### Problem description
Both the line below containing "Place a dot on every instance of the burning" and the line containing "Place a dot on every instance of the wooden stick, one", along with every line between them, should be repeated exactly; no other line belongs in the answer.

### Supplied entries
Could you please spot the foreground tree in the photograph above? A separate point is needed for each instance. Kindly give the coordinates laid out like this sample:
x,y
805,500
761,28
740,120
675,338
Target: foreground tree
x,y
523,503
--
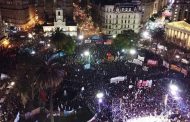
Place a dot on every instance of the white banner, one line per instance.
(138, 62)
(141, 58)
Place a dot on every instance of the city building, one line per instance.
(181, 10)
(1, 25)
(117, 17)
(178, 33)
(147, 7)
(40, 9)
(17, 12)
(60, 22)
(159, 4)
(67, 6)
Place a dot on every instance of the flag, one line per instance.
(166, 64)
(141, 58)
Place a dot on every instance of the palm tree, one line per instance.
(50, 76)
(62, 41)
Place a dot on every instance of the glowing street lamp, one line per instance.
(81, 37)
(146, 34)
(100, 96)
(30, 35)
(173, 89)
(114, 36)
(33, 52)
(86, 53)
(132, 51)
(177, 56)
* * *
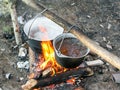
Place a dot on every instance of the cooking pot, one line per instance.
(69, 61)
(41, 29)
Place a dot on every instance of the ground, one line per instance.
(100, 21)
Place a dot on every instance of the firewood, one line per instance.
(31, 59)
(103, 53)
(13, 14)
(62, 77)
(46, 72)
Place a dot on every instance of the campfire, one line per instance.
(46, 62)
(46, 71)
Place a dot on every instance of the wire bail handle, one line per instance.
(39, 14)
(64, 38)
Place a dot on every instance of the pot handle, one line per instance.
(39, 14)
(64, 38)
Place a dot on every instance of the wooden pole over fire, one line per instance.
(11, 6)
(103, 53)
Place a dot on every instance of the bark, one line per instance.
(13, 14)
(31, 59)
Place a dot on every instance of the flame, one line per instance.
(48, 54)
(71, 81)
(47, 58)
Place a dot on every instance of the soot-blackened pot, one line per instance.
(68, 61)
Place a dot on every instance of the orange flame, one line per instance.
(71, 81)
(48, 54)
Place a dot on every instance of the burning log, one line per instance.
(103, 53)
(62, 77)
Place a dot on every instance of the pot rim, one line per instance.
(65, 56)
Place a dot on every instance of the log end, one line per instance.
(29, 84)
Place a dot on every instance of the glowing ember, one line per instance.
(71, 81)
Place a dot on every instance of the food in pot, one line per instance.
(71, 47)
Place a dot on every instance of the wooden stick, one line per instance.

### Finished exercise
Place a dot on every instance of the burning log, one line per instance.
(103, 53)
(62, 77)
Place a dot on every instance of the pot rim, one line per instance.
(65, 56)
Place a dot on every instance of the log end, one line per instance.
(29, 84)
Place a dot on every instance of the glowing ember, one line per instance.
(71, 81)
Place a dot on every instance of the food in pot, one line per instance.
(71, 47)
Place a dot on every instance of the wooden stick, one line per instance.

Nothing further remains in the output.